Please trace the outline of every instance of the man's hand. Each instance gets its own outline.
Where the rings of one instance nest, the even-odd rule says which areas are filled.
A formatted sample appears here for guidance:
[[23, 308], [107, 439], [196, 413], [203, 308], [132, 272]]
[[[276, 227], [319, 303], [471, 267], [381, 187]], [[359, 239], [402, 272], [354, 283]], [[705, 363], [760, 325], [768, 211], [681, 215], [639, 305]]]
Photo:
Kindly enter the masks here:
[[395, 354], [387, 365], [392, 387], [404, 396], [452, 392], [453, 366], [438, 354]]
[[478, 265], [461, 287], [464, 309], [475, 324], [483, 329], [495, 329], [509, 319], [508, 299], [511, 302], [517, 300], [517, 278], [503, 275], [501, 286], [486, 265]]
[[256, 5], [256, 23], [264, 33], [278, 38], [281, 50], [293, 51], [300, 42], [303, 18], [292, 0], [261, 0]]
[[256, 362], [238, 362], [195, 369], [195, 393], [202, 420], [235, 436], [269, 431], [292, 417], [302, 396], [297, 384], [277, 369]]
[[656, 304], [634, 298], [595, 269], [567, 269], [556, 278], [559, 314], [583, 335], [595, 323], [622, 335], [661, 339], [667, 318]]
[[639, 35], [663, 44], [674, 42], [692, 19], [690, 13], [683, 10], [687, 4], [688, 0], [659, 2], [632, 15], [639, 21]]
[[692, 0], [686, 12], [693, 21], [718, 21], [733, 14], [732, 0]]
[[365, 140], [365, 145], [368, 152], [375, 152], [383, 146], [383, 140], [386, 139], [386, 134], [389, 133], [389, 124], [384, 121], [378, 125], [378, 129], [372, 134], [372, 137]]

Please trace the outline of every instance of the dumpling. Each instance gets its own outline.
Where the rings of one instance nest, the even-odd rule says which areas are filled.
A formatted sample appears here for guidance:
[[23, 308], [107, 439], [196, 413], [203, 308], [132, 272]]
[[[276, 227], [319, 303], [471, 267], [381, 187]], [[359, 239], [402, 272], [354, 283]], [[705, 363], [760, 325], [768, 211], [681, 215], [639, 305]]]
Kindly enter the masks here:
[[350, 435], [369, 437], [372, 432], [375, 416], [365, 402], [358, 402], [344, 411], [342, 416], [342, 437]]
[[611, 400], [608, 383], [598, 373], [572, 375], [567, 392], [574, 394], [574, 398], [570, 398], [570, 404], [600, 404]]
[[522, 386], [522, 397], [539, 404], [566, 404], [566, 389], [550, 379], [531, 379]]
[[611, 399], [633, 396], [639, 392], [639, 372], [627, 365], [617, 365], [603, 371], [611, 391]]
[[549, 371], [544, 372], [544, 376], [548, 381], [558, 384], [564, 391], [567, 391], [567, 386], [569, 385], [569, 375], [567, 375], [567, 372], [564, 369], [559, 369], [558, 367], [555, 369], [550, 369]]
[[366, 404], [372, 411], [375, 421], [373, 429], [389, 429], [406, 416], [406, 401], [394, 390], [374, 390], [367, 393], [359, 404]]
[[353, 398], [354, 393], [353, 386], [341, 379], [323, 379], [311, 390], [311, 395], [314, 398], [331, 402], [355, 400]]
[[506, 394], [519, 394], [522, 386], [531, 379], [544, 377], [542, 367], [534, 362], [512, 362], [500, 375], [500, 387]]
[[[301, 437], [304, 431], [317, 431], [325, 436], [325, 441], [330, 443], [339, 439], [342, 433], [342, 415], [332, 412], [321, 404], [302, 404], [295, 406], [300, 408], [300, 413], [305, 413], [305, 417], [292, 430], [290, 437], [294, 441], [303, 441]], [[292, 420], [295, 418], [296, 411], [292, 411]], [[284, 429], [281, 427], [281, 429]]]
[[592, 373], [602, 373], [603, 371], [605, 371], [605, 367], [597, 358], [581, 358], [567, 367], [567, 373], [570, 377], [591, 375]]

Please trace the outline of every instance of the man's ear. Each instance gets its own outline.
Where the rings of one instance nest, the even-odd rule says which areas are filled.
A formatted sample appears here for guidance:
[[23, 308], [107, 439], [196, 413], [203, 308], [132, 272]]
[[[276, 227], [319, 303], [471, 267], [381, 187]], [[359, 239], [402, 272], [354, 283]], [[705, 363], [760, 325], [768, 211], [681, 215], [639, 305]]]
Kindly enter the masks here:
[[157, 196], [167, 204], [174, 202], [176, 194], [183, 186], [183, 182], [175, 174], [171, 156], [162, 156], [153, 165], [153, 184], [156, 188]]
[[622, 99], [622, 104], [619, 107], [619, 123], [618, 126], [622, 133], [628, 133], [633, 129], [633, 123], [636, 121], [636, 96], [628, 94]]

• [EXERCISE DESCRIPTION]: For each record above, output it exactly as written.

• [RESULT OF THIS EXERCISE]:
Please trace the outline of every instance of the man's hand. Each instance gets its own outline.
Where the rings of one instance nest, the even-odd rule says which areas are filled.
A formatted sample appears here for guidance:
[[23, 308], [107, 439], [196, 413], [203, 308], [132, 272]]
[[[276, 227], [319, 303], [471, 267], [381, 187]], [[359, 239], [402, 272], [354, 283]], [[705, 363], [760, 325], [768, 211], [681, 215], [639, 305]]]
Photo:
Kindly enter the masks here:
[[395, 354], [387, 365], [392, 387], [404, 396], [452, 392], [453, 366], [438, 354]]
[[478, 265], [461, 287], [464, 309], [475, 324], [483, 329], [495, 329], [509, 319], [508, 299], [511, 302], [517, 300], [517, 278], [503, 275], [501, 286], [486, 265]]
[[256, 5], [256, 23], [264, 33], [278, 38], [281, 50], [293, 51], [300, 42], [303, 18], [292, 0], [261, 0]]
[[256, 362], [238, 362], [195, 369], [195, 393], [202, 420], [235, 436], [269, 431], [292, 417], [302, 396], [297, 384], [277, 369]]
[[656, 304], [634, 298], [595, 269], [567, 269], [556, 278], [559, 314], [583, 335], [595, 323], [622, 335], [661, 339], [667, 318]]
[[639, 35], [663, 44], [674, 42], [692, 19], [690, 13], [683, 10], [687, 4], [688, 0], [659, 2], [632, 15], [639, 21]]
[[692, 0], [686, 12], [693, 21], [718, 21], [733, 14], [732, 0]]
[[365, 140], [365, 145], [368, 152], [375, 152], [383, 146], [383, 140], [386, 139], [386, 134], [389, 133], [389, 124], [384, 121], [378, 125], [378, 129], [372, 134], [372, 137]]

Please trace the outline of every instance of the dumpling. Each instance gets its own outline.
Where the rings of one instance nest, the even-odd rule says which areas are filled.
A formatted sample appears here for guidance:
[[23, 308], [107, 439], [196, 413], [203, 308], [132, 272]]
[[[276, 227], [319, 303], [471, 267], [381, 187]], [[359, 239], [402, 272], [354, 283]], [[705, 363], [760, 325], [768, 211], [681, 215], [639, 305]]]
Kindly enter the masks here:
[[350, 435], [369, 437], [372, 432], [375, 416], [365, 402], [358, 402], [344, 411], [342, 416], [342, 437]]
[[611, 400], [608, 383], [598, 373], [572, 375], [567, 392], [574, 394], [574, 398], [570, 398], [570, 404], [600, 404]]
[[522, 386], [522, 397], [539, 404], [566, 404], [566, 389], [550, 379], [531, 379]]
[[611, 399], [633, 396], [639, 392], [639, 372], [627, 365], [617, 365], [603, 371], [611, 391]]
[[549, 371], [544, 372], [544, 376], [548, 381], [558, 384], [564, 391], [567, 391], [567, 386], [569, 385], [569, 375], [567, 375], [567, 372], [564, 369], [559, 369], [558, 367], [555, 369], [550, 369]]
[[366, 404], [372, 411], [375, 421], [373, 429], [389, 429], [406, 416], [406, 401], [394, 390], [374, 390], [367, 393], [359, 404]]
[[353, 398], [354, 393], [353, 386], [341, 379], [323, 379], [311, 390], [311, 395], [314, 398], [331, 402], [355, 400]]
[[506, 394], [519, 394], [522, 386], [531, 379], [544, 377], [542, 367], [534, 362], [512, 362], [500, 375], [500, 387]]
[[[301, 437], [304, 431], [317, 431], [325, 436], [325, 441], [330, 443], [339, 439], [342, 433], [342, 415], [332, 412], [321, 404], [302, 404], [295, 406], [300, 408], [300, 413], [305, 413], [305, 417], [292, 430], [290, 437], [294, 441], [303, 441]], [[292, 420], [295, 418], [296, 411], [292, 411]], [[284, 429], [281, 427], [281, 429]]]
[[592, 373], [602, 373], [603, 371], [605, 371], [605, 367], [597, 358], [581, 358], [567, 367], [567, 373], [570, 377], [591, 375]]

Please trace the outline of every instance of the man's ear. Each instance gets its own outline.
Where the rings of one instance nest, the even-odd rule says which areas are filled.
A formatted sample appears here for guidance:
[[23, 308], [107, 439], [196, 413], [203, 308], [132, 272]]
[[[276, 227], [319, 303], [471, 267], [381, 187]], [[359, 239], [402, 272], [354, 283]], [[705, 363], [760, 325], [768, 211], [681, 215], [639, 305]]]
Kindly enter the masks here:
[[157, 196], [167, 204], [174, 202], [176, 194], [183, 186], [183, 182], [175, 174], [171, 156], [162, 156], [153, 165], [153, 184], [156, 188]]
[[622, 99], [622, 104], [619, 107], [619, 123], [618, 126], [622, 133], [628, 133], [633, 129], [633, 123], [636, 121], [636, 96], [628, 94]]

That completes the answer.